◆ Consigne donnée 1 ◆
Indiquez si chacune des affirmations suivantes concorde avec l'entretien sur le documentaire Billie, en répondant par oui ou non et en citant à l'identique les mots décisifs du texte : (a) le documentaire est sorti en France un mercredi 30 septembre ; (b) Linda Lipnack Kuehl a mené environ deux cents heures d'entretiens entre 1969 et 1979 ; (c) James Erskine préfère voir les opéras chantés en anglais.

◆ Extrait du document ◆
○ ○ ○ ○

"Billie Holiday s'est battue quand d'autres voulaient la faire tomber" : James Erskine à propos de son documentaire sur "Lady Day"
À l'occasion de la sortie ce mercredi 30 septembre du documentaire "Billie", consacré à la légendaire chanteuse de jazz Billie Holiday, le réalisateur britannique James Erskine nous explique la démarche particulière qu'il a adoptée en termes de narration.
Le passionnant documentaire Billie, consacré à l'une des plus grandes icônes du jazz du XXe siècle, est sorti ce mercredi 30 septembre en France. Ce film au procédé narratif original imbrique deux destins tragiques, celui de la chanteuse américaine Billie Holiday et celui de la journaliste Linda Lipnack Kuehl qui avait réalisé quelque deux cents heures d'interviews entre 1969 et 1979 en vue d'écrire une biographie de l'artiste, avant de mourir dans des conditions mystérieuses. De passage à Paris il y a quelques jours, le réalisateur du documentaire, James Erskine a répondu aux questions de Franceinfo Culture.
Franceinfo Culture : Qu'est-ce que Billie Holiday représente pour vous ?
James Erskine : Pour moi, c'est l'une des plus grandes vocalistes de tous les temps. Je pense que sa voix est unique, d'une puissance unique. Ce qui fait sa grandeur, c'est qu'elle est capable de créer de l'émotion avec sa voix. Quand j'ai commencé à écouter Billie Holiday, j'avais à peine vingt ans et à la même époque, j'ai commencé aussi à m'intéresser à l'opéra. Les deux se sont connectés dans mon esprit. Dans l'art lyrique, les chanteurs utilisent leur voix comme un puissant instrument pour leur performance. Bien que je ne parle pas l'italien, je n'aime pas aller voir les opéras en anglais, je veux entendre les versions originales pour leur musicalité. Je sens une sorte de connexion avec Billie Holiday : elle atteint votre âme avant d'atteindre votre esprit. J'adore les songwriters intelligents comme Lou Reed, Bob Dylan, mais je pense alors aux paroles. Avec Billie, c'est différent, l'entendre chanter procure un sentiment incroyable.
Comment est né le documentaire Billie ?
Jusque-là, j'avais consacré pas mal de films à des athlètes célèbres. L'un des producteurs du film, Barry Clark-Ewers, avec qui on parlait depuis longtemps de travailler ensemble, m'a demandé s'il y avait un musicien auquel j'aimerais consacrer un film. J'avais toujours été fasciné par Billie Holiday. Je ne suis pas seulement intéressé par le fait de faire une biographie, j'aime bien l'idée qu'il y ait un autre niveau qui puisse s'y ajouter.
C'est là que vous faites intervenir la journaliste Linda Lipnack Kuehl.

○ ○ ○ ○

◆ Consigne donnée 2 ◆
Renvoyez à l'identique les entrées, du début jusqu'à la ligne contenant « column 301, row 58 », celle-ci comprise. N'incluez pas les images dans la réponse.

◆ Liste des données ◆
○ ○ ○ ○

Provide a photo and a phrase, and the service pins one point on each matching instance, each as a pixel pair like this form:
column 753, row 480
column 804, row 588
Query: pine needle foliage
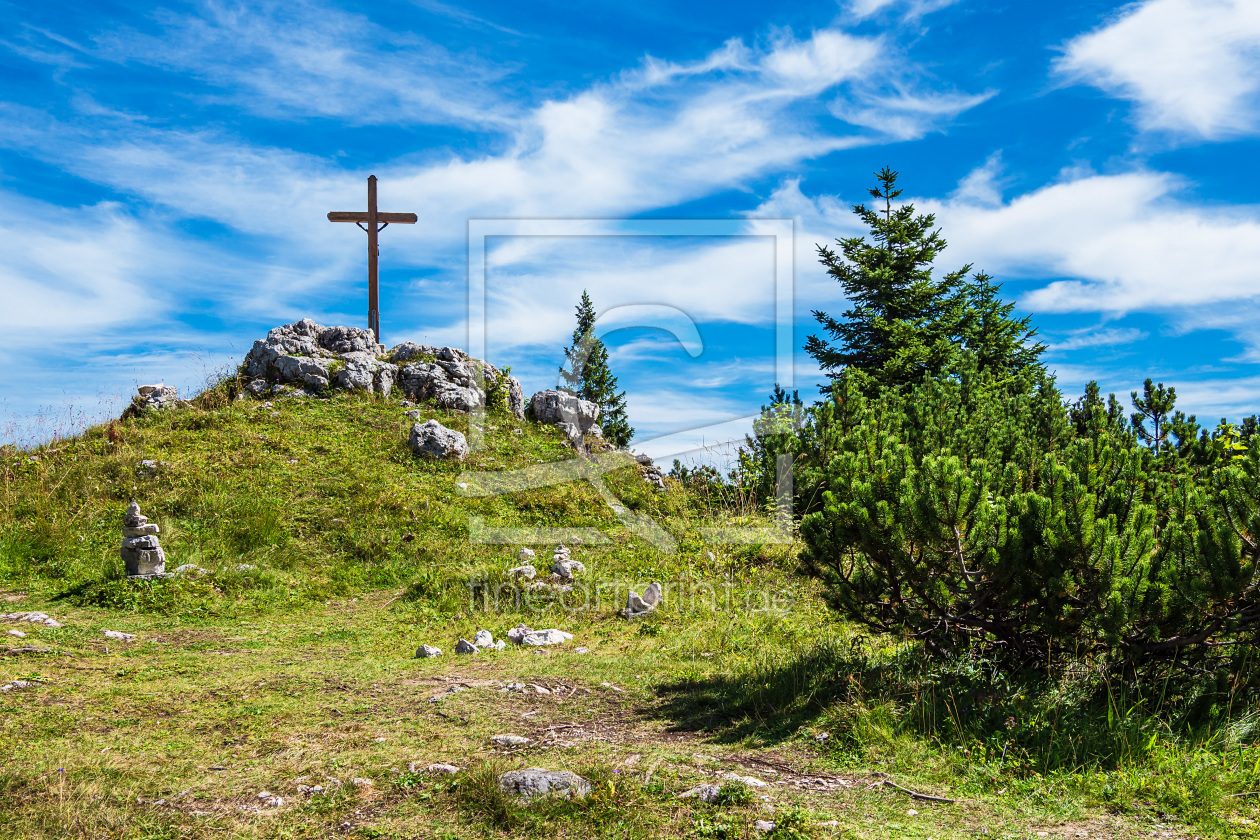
column 586, row 374
column 906, row 321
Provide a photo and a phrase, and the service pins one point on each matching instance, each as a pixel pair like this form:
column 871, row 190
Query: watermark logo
column 592, row 467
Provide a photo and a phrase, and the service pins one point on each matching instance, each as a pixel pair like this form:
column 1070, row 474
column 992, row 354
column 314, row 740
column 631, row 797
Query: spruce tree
column 905, row 321
column 586, row 374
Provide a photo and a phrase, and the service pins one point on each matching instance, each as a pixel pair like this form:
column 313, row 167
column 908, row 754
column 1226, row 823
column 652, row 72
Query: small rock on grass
column 509, row 741
column 702, row 792
column 542, row 637
column 434, row 770
column 745, row 780
column 536, row 781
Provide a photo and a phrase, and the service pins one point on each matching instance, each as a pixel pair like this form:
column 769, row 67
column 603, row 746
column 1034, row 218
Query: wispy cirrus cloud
column 1192, row 67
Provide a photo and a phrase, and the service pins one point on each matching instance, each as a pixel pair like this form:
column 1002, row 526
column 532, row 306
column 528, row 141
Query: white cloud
column 1095, row 338
column 1127, row 243
column 1191, row 66
column 301, row 58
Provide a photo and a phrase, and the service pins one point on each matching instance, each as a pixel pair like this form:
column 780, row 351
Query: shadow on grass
column 769, row 703
column 866, row 698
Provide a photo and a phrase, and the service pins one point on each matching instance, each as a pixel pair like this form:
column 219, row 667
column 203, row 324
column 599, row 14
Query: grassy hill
column 330, row 553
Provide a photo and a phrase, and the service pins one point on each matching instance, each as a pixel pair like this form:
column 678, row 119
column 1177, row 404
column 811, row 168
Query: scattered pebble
column 437, row 770
column 744, row 780
column 702, row 792
column 509, row 741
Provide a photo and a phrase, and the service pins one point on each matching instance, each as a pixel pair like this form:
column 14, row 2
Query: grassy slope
column 300, row 666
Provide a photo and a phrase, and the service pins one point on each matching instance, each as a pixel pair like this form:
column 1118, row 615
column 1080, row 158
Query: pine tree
column 586, row 374
column 905, row 321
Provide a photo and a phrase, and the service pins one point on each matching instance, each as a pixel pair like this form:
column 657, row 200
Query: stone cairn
column 141, row 554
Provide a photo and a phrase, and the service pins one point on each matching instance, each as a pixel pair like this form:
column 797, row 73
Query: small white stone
column 509, row 741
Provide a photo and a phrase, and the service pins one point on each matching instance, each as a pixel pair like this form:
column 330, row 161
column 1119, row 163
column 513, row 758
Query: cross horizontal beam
column 389, row 218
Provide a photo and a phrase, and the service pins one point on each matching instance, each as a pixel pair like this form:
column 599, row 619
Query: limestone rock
column 270, row 800
column 450, row 378
column 751, row 781
column 702, row 792
column 572, row 416
column 543, row 637
column 638, row 607
column 435, row 441
column 439, row 770
column 159, row 396
column 536, row 781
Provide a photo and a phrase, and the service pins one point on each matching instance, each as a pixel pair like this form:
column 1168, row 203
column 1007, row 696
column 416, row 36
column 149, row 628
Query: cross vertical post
column 376, row 222
column 373, row 260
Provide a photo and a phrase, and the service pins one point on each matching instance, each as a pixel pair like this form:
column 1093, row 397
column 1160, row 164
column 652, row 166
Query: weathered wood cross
column 373, row 218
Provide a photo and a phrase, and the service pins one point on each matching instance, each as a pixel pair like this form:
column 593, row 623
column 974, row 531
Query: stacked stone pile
column 141, row 553
column 316, row 358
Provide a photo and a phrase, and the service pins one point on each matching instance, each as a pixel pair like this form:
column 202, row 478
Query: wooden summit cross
column 373, row 218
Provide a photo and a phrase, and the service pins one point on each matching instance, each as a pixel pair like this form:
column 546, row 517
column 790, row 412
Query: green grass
column 300, row 668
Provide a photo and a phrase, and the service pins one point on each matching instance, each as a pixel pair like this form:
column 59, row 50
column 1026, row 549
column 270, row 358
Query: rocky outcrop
column 566, row 412
column 432, row 440
column 318, row 358
column 536, row 781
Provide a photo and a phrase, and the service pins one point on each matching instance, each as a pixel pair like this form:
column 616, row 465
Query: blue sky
column 165, row 170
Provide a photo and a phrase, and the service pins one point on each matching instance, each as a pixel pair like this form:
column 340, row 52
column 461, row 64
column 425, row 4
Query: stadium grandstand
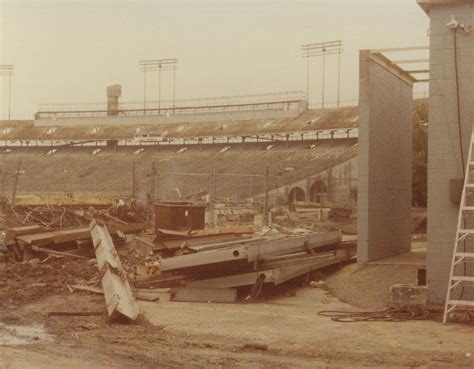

○ ○ ○ ○

◆ Réponse rédigée 1 ◆
(a) Oui : « est sorti ce mercredi 30 septembre en France ».
(b) Oui : « avait réalisé quelque deux cents heures d'interviews entre 1969 et 1979 ».
(c) Non : « je n'aime pas aller voir les opéras en anglais ».

◆ Réponse rédigée 2 ◆
Provide a photo and a phrase, and the service pins one point on each matching instance, each as a pixel pair like this form:
column 753, row 480
column 804, row 588
Query: pine needle foliage
column 586, row 374
column 906, row 321
Provide a photo and a phrase, and the service pins one point on each matching instance, each as a pixel pair like this form:
column 871, row 190
Query: watermark logo
column 592, row 467
Provide a photo and a phrase, and the service pins one point on each matching instance, each as a pixel pair like this form:
column 1070, row 474
column 992, row 354
column 314, row 740
column 631, row 797
Query: spruce tree
column 905, row 321
column 586, row 374
Provide a photo and a phrase, and the service pins one point on each matching instance, each as a pixel pair like this form:
column 313, row 167
column 908, row 754
column 1226, row 823
column 652, row 72
Query: small rock on grass
column 509, row 741
column 702, row 792
column 542, row 637
column 434, row 770
column 745, row 780
column 536, row 781
Provide a photo and a phrase, and the service pins one point on each matching instance, each as a pixel pair like this form:
column 769, row 67
column 603, row 746
column 1034, row 218
Query: wispy cirrus cloud
column 1192, row 67
Provide a photo and a phrase, and the service pins one point on each matching instance, each as a pixel pair like this form:
column 1002, row 526
column 532, row 306
column 528, row 141
Query: white cloud
column 1095, row 338
column 1127, row 243
column 1191, row 66
column 301, row 58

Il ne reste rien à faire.